# Exercise brief:
Reproduce every item below with "Tag" replaced by "Mark" and everything else left unchanged.

# Extracted material:
--- --- ---

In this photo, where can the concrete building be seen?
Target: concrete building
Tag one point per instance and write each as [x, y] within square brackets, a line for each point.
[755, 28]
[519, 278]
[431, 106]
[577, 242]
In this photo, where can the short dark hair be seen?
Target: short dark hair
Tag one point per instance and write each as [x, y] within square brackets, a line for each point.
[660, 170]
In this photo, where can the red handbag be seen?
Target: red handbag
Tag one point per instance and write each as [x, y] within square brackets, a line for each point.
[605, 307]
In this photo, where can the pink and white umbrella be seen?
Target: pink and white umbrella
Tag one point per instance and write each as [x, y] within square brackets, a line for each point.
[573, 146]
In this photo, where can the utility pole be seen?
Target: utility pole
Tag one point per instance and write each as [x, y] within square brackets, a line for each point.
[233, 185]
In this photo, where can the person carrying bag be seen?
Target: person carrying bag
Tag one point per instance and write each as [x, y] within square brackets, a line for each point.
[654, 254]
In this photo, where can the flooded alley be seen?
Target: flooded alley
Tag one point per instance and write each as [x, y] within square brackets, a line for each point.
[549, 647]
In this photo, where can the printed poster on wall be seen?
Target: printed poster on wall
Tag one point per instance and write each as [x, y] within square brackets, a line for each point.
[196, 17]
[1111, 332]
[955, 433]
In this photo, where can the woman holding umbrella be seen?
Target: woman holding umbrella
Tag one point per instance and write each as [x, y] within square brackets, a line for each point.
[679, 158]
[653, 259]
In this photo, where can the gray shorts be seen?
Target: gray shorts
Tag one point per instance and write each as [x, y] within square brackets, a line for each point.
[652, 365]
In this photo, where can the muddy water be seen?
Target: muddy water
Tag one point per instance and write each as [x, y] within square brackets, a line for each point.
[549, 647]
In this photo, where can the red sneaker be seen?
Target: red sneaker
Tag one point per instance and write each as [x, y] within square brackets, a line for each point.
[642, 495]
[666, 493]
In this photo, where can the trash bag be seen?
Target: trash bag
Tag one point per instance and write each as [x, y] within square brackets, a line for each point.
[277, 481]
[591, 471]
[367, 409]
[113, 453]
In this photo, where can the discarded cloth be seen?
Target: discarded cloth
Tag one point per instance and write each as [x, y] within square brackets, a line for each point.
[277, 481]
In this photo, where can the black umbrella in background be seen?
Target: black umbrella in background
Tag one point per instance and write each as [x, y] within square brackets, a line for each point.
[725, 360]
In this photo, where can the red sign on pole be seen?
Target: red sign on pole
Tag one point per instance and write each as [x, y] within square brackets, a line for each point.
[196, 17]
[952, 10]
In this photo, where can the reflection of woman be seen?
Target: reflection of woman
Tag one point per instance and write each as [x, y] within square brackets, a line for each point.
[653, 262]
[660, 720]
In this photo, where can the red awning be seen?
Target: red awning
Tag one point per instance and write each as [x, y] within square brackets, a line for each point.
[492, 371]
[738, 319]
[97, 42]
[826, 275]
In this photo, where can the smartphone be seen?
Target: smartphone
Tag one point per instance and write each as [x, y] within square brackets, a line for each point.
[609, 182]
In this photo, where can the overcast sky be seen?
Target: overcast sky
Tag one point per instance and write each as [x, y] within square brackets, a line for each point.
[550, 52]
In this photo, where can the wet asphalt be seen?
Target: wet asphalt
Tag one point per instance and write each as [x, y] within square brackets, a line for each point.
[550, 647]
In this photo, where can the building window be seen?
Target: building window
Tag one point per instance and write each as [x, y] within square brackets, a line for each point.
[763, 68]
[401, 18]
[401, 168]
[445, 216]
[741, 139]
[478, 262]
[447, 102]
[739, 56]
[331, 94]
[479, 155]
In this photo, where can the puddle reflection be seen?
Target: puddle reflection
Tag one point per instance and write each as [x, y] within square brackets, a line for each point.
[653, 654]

--- --- ---

# Answer for the task:
In this photo, where can the concrete building be seen?
Target: concrete building
Mark one point per instance and write each as [x, y] within square brackets, a line for each point.
[755, 28]
[519, 278]
[431, 106]
[577, 242]
In this photo, where can the short dark hair be seen?
Target: short dark hair
Mark one point per instance and write each as [x, y] within square brackets, a line for each point.
[660, 170]
In this photo, where can the red handbag be seen?
Target: red handbag
Mark one point per instance and write each as [x, y] within square brackets, a line for each point.
[605, 307]
In this photo, where can the pink and white umbrella be seen?
Target: pink and white umbrella
Mark one point per instance and write each as [x, y] within square brackets, a line for each point.
[573, 146]
In this photo, where can the utility pole be seen?
Target: utility pole
Mark one point per instance and write each as [x, y] within square brackets, a line for each point.
[233, 185]
In this photo, where can the person carrying bag be seen?
Target: person carrying bag
Mark one point per instance and write each as [x, y] within square brackets, a line for each point.
[654, 254]
In this photo, where can the flooded alley be seen?
Target: flooded alley
Mark one point per instance and write each as [x, y] within square brackets, a line for each point.
[549, 647]
In this photo, where can the printed poster on wall be seen?
Target: printed poster on wall
Mark one point per instance and write each as [x, y] within square brackets, a line for each point.
[196, 17]
[1111, 332]
[955, 433]
In this photo, where can the woman holding umbrella be seen?
Target: woman holding umbrella
Mark one point per instance and write each as [x, y] within square brackets, a line for each point.
[679, 158]
[653, 259]
In this photo, where can the gray shorts be seen?
Target: gray shorts
Mark one point per instance and write each as [x, y] within square brackets, a line for each point.
[652, 365]
In this photo, where can the muddy water be seen?
Target: muddy water
Mark one point per instance and write each as [x, y] within square brackets, a line for each point.
[549, 647]
In this photo, where can the red sneaker be seen?
Target: red sneaker
Mark one point per instance and write each as [x, y] within square brackets, a line for each point.
[642, 495]
[666, 493]
In this photo, where can the trash bag be seen?
Target: trash bag
Mark one point per instance and write each as [x, y] within square brackets, a line for each point.
[277, 481]
[591, 471]
[367, 409]
[113, 453]
In this photo, where can the discarded cloth be seen?
Target: discarded cloth
Mark one point per instance and write each as [x, y] within square brackets, a line for each point.
[277, 481]
In this photo, where can the black umbrella in background be seen?
Target: black umbrella in background
Mark one point per instance and write each as [x, y] within square brackets, a line for each point.
[725, 360]
In this photo, where can the red sign on pole be seen?
Target: red sign on pole
Mark one point per instance and write each as [x, y] within square brackets, a line for each point.
[196, 17]
[952, 10]
In this photo, where can the reflection of woman be seen?
Target: reflection of woman
Mark one point per instance and write each as [x, y] within square brackets, a line for each point.
[653, 262]
[660, 720]
In this photo, where can the red awning be seen?
Target: red awning
Mark one point per instance and write each as [x, y] within square brackets, a line for each point.
[492, 371]
[738, 319]
[97, 42]
[826, 275]
In this photo, where can the smartphone be seen?
Target: smartphone
Mark one point per instance and write each as [x, y] within square brackets, a line for each point.
[609, 182]
In this photo, where can the overcast sky be seen?
Target: overcast sky
Mark one point per instance and write each as [x, y] within square brackets, a line for each point.
[550, 52]
In this photo, where can the wet asphalt be seen?
Target: wet asphalt
Mark one point per instance and write each as [x, y] within square brackets, a line for each point.
[550, 647]
In this photo, where can the building window be seen?
Target: building window
Mark one point per instance and write each as [x, y] within square brackets, a line for each point.
[763, 68]
[401, 18]
[401, 168]
[445, 216]
[741, 139]
[478, 262]
[447, 102]
[739, 56]
[331, 94]
[479, 155]
In this photo, where can the puddle reflection be seen?
Target: puddle reflection
Mark one point per instance and write each as [x, y] within square brackets, a line for each point.
[653, 654]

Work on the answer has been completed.